# What kind of Internet Browser do you use?



## nicko (Oct 5, 2001)

In trying to make the Cafe a better place, it would be really helpful to know what type of browser everyone is using. Netscape? Internet Explorer?

I am pretty sure that we did this thread once before, but since we have so many new people it would be do it again.

------------------
Thanks,

Nicko
[email protected]


----------



## bevreview steve (Jan 11, 2000)

IE 5.5, both home and work, though I've been doing a lot of beta testing with Netscape 6, build 3 as well.


----------



## lynne (Oct 6, 2001)

Internet Explorer; versions vary depending on which computer.


----------



## cape chef (Jul 31, 2000)

Internet Explorer at home and work


----------



## bayou (Jul 30, 2000)

Internet Explorer here.


----------



## cookm (Aug 8, 2000)

Netscape 4.7.


----------



## katherine (Aug 12, 2000)

I use Netscape 4.7 at home and IE at work.


----------



## greg (Dec 8, 1999)

ie 5.5. Don't like it, though, does anybody know how I could get ie5 again (the microsoft site doesn't have it anymore)?


----------



## greg (Dec 8, 1999)

Yikes! A triple post! I think I need a new mouse!

[This message has been edited by Greg (edited 10-28-2000).]


----------



## layjo (Oct 12, 1999)

I've been using Netscape for a while and have gotten use to it. It was the browser that came with my internet provider software. But I do use Explorer on ocassion.


----------



## momoreg (Mar 4, 2000)

IE 5.00


----------



## mezzaluna (Aug 29, 2000)

Usually Netscape, but our ISP is getting to be unreliable and we're getting DSL pretty soon. After we get that, who knows?


----------



## isa (Apr 4, 2000)

Netscape[emoji]174[/emoji] Communicator 4.7.

Thanks for all the time you spend on making ChefTalkCafe better for all of us Nicko.


----------



## pete (Oct 7, 2001)

I use IE 5.0 with a cable connection. DSL rules!! I can download high graphic pages in seconds and download software in minutes when it used to take me an hour.
☆ ☆ ☆ ☆ ☆
EXERCISE OBJECTIVE:
Extend the forum thread about which web browsers members use, starting after its final post.
☆ ☆ ☆ ☆ ☆
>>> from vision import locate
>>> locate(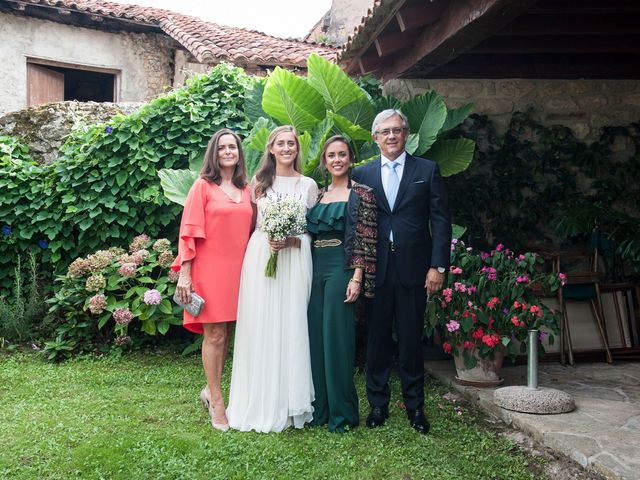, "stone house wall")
[0,13,179,115]
[0,101,142,163]
[383,79,640,142]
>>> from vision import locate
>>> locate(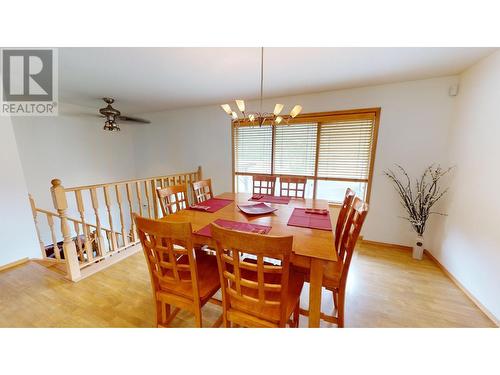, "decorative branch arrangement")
[384,164,453,236]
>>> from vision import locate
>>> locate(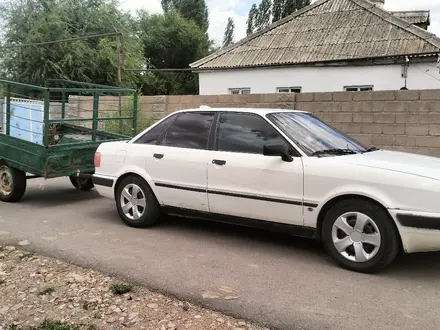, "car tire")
[0,163,27,203]
[321,199,400,273]
[115,175,161,228]
[69,175,95,191]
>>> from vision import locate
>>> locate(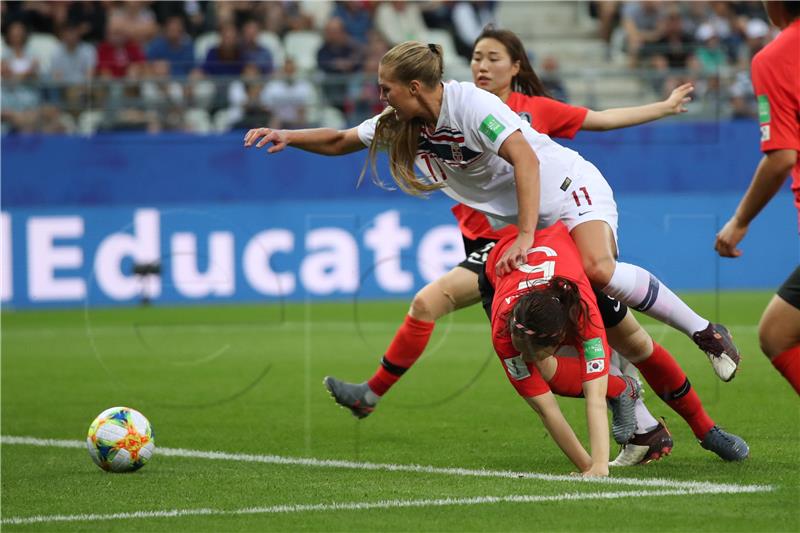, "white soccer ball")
[86,407,156,472]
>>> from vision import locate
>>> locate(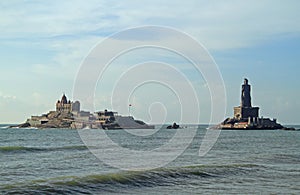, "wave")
[0,164,259,194]
[0,145,88,153]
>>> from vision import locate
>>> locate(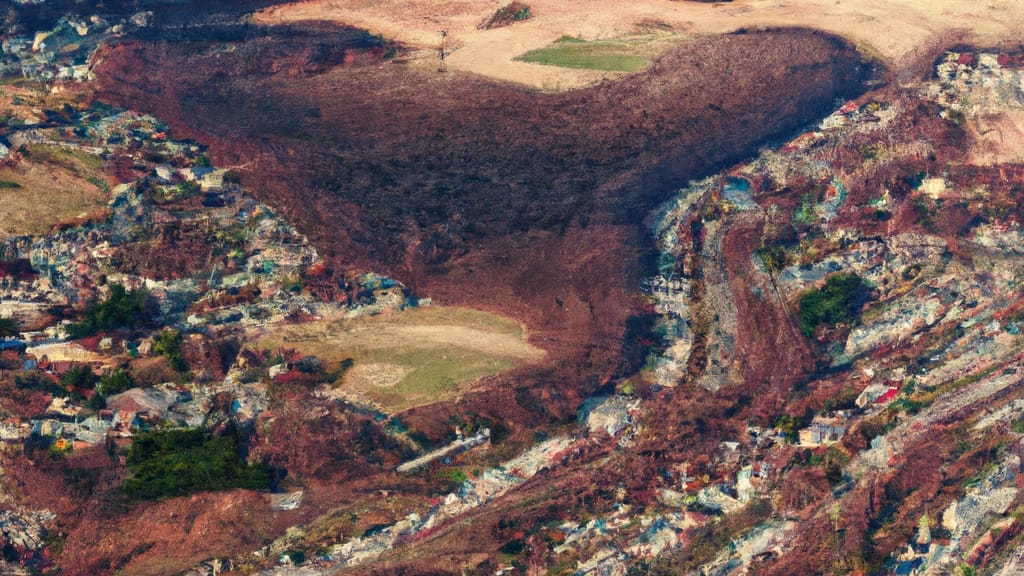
☆ ☆ ☆ ☆ ☆
RESPONSE TO THIS EXERCISE:
----------



## nicko (Oct 5, 2001)

Pete, DSL at home? Man I am so jealous, I am still on a 56K modem. How much is DSL costing you a month?


----------



## pete (Oct 7, 2001)

NIcko I am with AT&T @home. After getting off to a rocky start with it (I almost cancelled due to a technician error when it was first installed) I now love it. So much faster than 56k!! And the best part is that right now AT&T is offering a great promo. They will install for free (including hardware and software) and your first six months are just $19.95. After that it costs $39.95 a month. I figured it out. Even when I start paying $39.95 a month I will be saving money. I was paying $19.95 a month for MSN, another $25 a month for an extra phone line, and $15-30 a month in per minute charges from Ameritech. So I figure I will save $20-40 a month. God, I sound like an advertisement. LOL


----------



## chef david simpson (Sep 25, 2000)

Netscape Explorer


----------



## m brown (May 29, 1999)

Netscape 4.7 on a cable modem.


----------



## nicko (Oct 5, 2001)

Hey M, is the spell check feature working on your netscape or no? I am assuming it is not.

------------------
Thanks,

Nicko
[email protected]


----------



## isa (Apr 4, 2000)

Spell check doesn't work on my PC when using Netscape.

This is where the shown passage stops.